Problem details: In full and unchanged, output the entries that follow.

Task material:
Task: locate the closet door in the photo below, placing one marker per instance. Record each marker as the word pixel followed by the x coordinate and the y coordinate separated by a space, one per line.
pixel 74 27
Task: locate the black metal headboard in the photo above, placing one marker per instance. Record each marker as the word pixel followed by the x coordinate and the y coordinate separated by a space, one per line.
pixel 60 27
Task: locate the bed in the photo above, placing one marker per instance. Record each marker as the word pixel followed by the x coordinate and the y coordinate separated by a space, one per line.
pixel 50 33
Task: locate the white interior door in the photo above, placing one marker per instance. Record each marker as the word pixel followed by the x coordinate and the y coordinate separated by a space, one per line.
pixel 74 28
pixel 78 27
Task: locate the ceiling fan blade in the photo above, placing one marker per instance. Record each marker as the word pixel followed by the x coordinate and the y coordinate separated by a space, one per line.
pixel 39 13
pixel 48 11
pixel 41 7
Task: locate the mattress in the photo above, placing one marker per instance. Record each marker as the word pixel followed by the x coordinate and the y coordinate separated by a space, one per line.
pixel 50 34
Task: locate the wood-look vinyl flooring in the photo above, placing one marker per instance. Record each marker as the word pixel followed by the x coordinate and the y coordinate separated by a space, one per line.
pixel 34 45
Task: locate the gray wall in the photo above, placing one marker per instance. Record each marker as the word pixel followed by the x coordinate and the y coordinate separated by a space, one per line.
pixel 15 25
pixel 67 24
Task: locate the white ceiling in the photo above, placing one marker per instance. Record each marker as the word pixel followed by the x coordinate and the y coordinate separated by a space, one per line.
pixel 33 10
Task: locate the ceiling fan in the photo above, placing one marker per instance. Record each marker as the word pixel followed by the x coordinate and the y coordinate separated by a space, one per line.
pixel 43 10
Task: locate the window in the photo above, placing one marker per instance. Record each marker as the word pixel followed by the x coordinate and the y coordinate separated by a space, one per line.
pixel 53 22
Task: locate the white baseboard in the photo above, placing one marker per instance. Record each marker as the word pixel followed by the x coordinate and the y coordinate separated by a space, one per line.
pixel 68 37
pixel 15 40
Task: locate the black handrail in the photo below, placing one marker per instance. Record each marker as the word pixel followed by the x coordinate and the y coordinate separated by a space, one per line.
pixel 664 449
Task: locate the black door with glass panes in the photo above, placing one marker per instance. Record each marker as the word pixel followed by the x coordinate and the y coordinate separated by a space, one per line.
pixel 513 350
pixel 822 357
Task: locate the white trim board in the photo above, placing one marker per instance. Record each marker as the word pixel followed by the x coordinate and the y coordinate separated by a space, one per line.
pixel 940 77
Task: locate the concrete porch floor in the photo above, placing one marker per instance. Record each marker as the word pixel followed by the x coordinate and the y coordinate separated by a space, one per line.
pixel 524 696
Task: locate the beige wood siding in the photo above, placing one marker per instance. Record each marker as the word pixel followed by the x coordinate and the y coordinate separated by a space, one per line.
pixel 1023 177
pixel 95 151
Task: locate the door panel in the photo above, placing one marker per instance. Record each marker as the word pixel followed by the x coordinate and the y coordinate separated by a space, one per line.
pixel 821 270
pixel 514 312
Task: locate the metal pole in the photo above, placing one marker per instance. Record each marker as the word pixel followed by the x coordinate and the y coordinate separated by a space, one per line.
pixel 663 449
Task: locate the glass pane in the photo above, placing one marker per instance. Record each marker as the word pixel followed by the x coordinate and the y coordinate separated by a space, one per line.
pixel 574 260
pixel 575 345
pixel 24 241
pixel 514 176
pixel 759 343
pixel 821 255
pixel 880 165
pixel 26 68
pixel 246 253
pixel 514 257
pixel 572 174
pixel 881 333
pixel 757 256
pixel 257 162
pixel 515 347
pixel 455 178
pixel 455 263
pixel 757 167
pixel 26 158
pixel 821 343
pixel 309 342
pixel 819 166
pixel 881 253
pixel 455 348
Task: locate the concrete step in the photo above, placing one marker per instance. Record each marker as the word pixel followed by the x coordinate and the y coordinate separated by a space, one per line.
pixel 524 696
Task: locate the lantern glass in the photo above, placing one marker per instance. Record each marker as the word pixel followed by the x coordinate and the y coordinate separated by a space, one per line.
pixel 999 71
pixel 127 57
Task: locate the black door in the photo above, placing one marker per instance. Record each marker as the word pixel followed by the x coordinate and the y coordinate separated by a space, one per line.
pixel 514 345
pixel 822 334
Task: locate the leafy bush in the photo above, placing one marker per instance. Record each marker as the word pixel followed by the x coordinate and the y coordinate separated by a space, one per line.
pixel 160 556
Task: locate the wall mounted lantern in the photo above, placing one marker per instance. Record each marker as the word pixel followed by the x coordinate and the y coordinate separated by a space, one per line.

Task solution:
Task: locate the closet door in the photo below, placing one marker per instance. Record each marker as the word pixel followed by the x coordinate and the y coordinate separated by a space, one per line.
pixel 74 27
Task: locate the black metal headboard in the photo above, placing one marker per instance. Record each marker as the word pixel followed by the x coordinate and the y coordinate separated by a space, one per line.
pixel 60 27
Task: locate the bed in the photo above, placing one marker per instance. Record each marker as the word pixel followed by the x coordinate and the y coordinate separated by a space, one per line.
pixel 50 33
Task: locate the white interior door in the photo above, placing one marker per instance. Record each marker as the word pixel followed by the x coordinate and the y coordinate separated by a space, one per line.
pixel 74 28
pixel 78 27
Task: locate the ceiling fan blade in the photo above, placing one marker per instance. Record each marker as the word pixel followed by the x coordinate and the y coordinate separated by a space, one per line.
pixel 39 13
pixel 48 11
pixel 41 7
Task: locate the mattress in the photo above, placing one marker per instance. Record each marker as the word pixel followed by the x coordinate and the y coordinate separated by a space, one per line.
pixel 50 34
Task: locate the wood-look vinyl flooring in the photo above, placing one marker per instance. Record each marker as the word pixel followed by the x coordinate and the y coordinate separated by a space, one per line.
pixel 34 45
Task: locate the gray wall in the photo above, placing one marker per instance. Record each marker as the word pixel followed by the x coordinate and the y coordinate separated by a space, one per line.
pixel 15 25
pixel 67 24
Task: locate the white ceiling in the photo above, placing one marker per instance. Record each marker as the word pixel followed by the x coordinate and the y coordinate separated by a space, one per line.
pixel 33 10
Task: locate the ceiling fan in the photo above, placing one marker per instance. Record each marker as the word pixel followed by the x coordinate and the y coordinate separated by a space, one per line.
pixel 43 10
Task: locate the window in the photo above, placing one marker per instance. Record each marker as the word pixel followed by the x coordinate and the y coordinate separated by a space, one per line.
pixel 53 22
Task: locate the white baseboard in the photo above, placing one marker per instance. Record each marker as the word pixel followed by the x coordinate and the y coordinate separated by a space, one per line.
pixel 68 37
pixel 15 40
Task: locate the black handrail in the photo below, placing one marker per instance. Record each marker as the word pixel followed by the x coordinate and the y coordinate separated by a space, one per line.
pixel 664 449
Task: locate the black door with glass panes in the photo above, placing one marker per instance. Record each marker as the word pixel followed by the x coordinate and the y coordinate separated by a space, one per line.
pixel 513 350
pixel 822 357
Task: locate the white trim board in the photo above, placing one marker per instance. Record each marker as the word pixel followed by the x coordinate and the y coordinate separated by a space, one per line.
pixel 940 77
Task: locate the concrete porch floor in the photo above, placing one marker per instance. Record each marker as the word pixel followed by the x coordinate and the y coordinate separated by a space, one per line.
pixel 524 696
Task: locate the beige wood siding in the photo above, placing one marker per instance. Record each marker as the word pixel followed by the x coordinate and the y coordinate separated by a space, one per line.
pixel 1023 177
pixel 95 151
Task: locate the door panel in the photo above, placing one marker per instance. Record each marker as the word pixel followed by the x coordinate and the y coordinate separated by a space, one per line.
pixel 821 270
pixel 514 312
Task: locate the metal pole in the photo above, placing one marker per instance. Record each marker as the word pixel followed by the x coordinate and the y coordinate separated by a space, one per line.
pixel 663 449
Task: locate the glass pane in the photo above, placing one marker per instance. Record each marker as the word pixel followed by the x coordinate and the y coordinate separated by a space, one per line.
pixel 574 260
pixel 575 345
pixel 24 241
pixel 514 176
pixel 759 343
pixel 821 255
pixel 880 165
pixel 26 68
pixel 246 253
pixel 514 257
pixel 572 174
pixel 881 333
pixel 757 256
pixel 257 162
pixel 515 347
pixel 455 178
pixel 455 263
pixel 757 167
pixel 26 158
pixel 821 343
pixel 309 342
pixel 819 166
pixel 881 253
pixel 455 348
Task: locate the concrete step in the photo above, placing one marker per instance. Record each marker as the word pixel followed by the x coordinate and the y coordinate separated by a space, one per line.
pixel 524 696
Task: locate the lantern glass in the photo above, placing one marker per instance. Record each marker as the word pixel followed by the x coordinate and the y coordinate separated by a space, one per line.
pixel 999 71
pixel 127 57
Task: locate the black door in the photo above, placing one marker per instance. Record each marker as the word pixel followed by the x coordinate and the y coordinate separated by a space, one per line.
pixel 514 345
pixel 822 334
Task: locate the leafy bush in the photo above, placing one marker per instance. Record each marker as the word pixel followed by the x coordinate and the y coordinate separated by a space, one per line.
pixel 160 556
Task: locate the wall mounted lantern in the photo above, placing one marker per instance. Record each marker as the word pixel followed by the x coordinate and the y coordinate separated by a space, one per line.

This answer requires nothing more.